Records from a collection:
○ ○ ○ ○ ○ ○ ○

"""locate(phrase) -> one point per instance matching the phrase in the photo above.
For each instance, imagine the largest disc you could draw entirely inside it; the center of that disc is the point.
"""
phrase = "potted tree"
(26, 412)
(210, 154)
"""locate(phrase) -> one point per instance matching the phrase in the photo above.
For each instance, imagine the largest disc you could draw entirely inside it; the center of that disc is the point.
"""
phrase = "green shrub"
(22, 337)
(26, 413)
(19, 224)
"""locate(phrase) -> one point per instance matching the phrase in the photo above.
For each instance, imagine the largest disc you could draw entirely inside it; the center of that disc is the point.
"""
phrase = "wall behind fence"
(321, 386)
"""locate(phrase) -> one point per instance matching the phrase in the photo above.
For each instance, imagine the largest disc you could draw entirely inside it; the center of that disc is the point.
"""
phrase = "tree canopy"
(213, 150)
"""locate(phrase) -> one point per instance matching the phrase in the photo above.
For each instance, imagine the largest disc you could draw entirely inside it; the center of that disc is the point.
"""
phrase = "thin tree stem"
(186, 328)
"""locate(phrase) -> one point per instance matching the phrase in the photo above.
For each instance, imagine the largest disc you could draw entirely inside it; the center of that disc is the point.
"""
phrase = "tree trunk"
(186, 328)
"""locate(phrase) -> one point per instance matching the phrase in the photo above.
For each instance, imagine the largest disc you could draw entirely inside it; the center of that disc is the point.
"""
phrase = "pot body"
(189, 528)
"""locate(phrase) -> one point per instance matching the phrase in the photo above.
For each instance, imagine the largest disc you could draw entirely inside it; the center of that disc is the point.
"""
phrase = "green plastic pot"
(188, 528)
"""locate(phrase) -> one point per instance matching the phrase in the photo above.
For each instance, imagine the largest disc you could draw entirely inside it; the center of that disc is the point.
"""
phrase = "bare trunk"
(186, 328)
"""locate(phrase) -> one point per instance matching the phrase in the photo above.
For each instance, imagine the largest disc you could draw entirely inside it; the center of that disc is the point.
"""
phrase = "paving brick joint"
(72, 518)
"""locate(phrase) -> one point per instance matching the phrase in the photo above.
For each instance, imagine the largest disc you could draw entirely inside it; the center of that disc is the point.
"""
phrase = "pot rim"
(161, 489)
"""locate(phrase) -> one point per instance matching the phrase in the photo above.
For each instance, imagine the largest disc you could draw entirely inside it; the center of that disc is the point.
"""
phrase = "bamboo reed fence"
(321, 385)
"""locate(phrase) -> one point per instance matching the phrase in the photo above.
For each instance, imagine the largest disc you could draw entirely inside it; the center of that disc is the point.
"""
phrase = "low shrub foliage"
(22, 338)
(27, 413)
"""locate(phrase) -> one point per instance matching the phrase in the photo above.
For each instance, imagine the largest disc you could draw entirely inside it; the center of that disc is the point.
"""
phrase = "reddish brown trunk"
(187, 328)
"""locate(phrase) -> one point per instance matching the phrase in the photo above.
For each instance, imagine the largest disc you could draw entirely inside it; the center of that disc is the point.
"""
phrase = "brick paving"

○ ○ ○ ○ ○ ○ ○

Exercise description:
Please reproduce all of the entries above exactly as they appear.

Final answer:
"""locate(phrase) -> one point per instance matching the phrase in the photo above.
For each instance, imagine the largest disc you could draw entirely inside it; the center of that disc is the point.
"""
phrase = "potted tree"
(26, 412)
(210, 154)
"""locate(phrase) -> one point per instance matching the phrase in the photo above.
For each instance, imagine the largest disc you could draw entirely inside it; the center of that disc is the point.
"""
phrase = "green shrub"
(22, 337)
(26, 413)
(19, 224)
"""locate(phrase) -> one point per instance matching the phrase in the photo above.
For each instance, imagine the largest disc you could draw entirely inside it; the center of that disc is the point.
"""
phrase = "wall behind fence"
(321, 386)
"""locate(phrase) -> one point per instance matching the phrase in the photo above.
For each instance, imagine the largest disc you could draw entirely inside it; the center of that disc is the point.
"""
phrase = "tree canopy"
(213, 150)
"""locate(phrase) -> one point per instance matching the phrase in the photo above.
For each instance, imagine the largest disc you could draw entirely inside it; the center of that disc is the point.
"""
phrase = "thin tree stem"
(186, 328)
"""locate(phrase) -> one point per instance matching the phrase in the photo above.
For each instance, imagine the largest disc you could draw entirely inside it; the center of that disc is the point.
"""
phrase = "tree trunk"
(186, 328)
"""locate(phrase) -> one point per instance matching the phrase in the photo above.
For each instance, imagine the largest disc you could draw entirely inside it; the center of that disc is the point.
"""
phrase = "pot body"
(189, 528)
"""locate(phrase) -> one point per instance matching the phrase in the photo above.
For each instance, imagine the largest disc you could draw entirely inside it; the center of that disc is the point.
"""
phrase = "green plastic pot"
(188, 528)
"""locate(phrase) -> one point per instance matching the phrase in the photo above.
For each instance, imagine the largest disc you could draw entirely inside it; the center of that disc is the point.
"""
phrase = "bare trunk"
(186, 328)
"""locate(phrase) -> one point per instance matching the phrase in the photo above.
For each instance, imagine the largest disc you could draw entirely inside it; the center of that disc is the point.
"""
phrase = "paving brick joint"
(72, 518)
"""locate(phrase) -> one point per instance matching the phrase in the photo above.
For each instance, imagine the largest disc you could draw entirely inside it; the center of that disc is the point.
"""
phrase = "pot rim"
(161, 489)
"""locate(phrase) -> one point per instance matching the phrase in the photo above.
For each instance, imagine the largest disc you could draw entirely inside it; the center of that disc is the point.
"""
phrase = "bamboo reed fence"
(321, 385)
"""locate(phrase) -> one point per instance matching the phrase in the photo above.
For each instance, imagine the largest disc you could draw entirely inside it; the center of that disc is the point.
"""
phrase = "low shrub foliage"
(22, 338)
(27, 413)
"""locate(phrase) -> one point per instance matching the phrase in the photo above.
For each instance, imagine the largest disc you could draw entirely inside it; the center of that disc is the point.
"""
phrase = "reddish brown trunk"
(187, 328)
"""locate(phrase) -> one point per instance matching the phrase in the photo above.
For each instance, imagine the largest disc you could draw entirely inside it; the center of that disc is the point.
"""
phrase = "brick paving"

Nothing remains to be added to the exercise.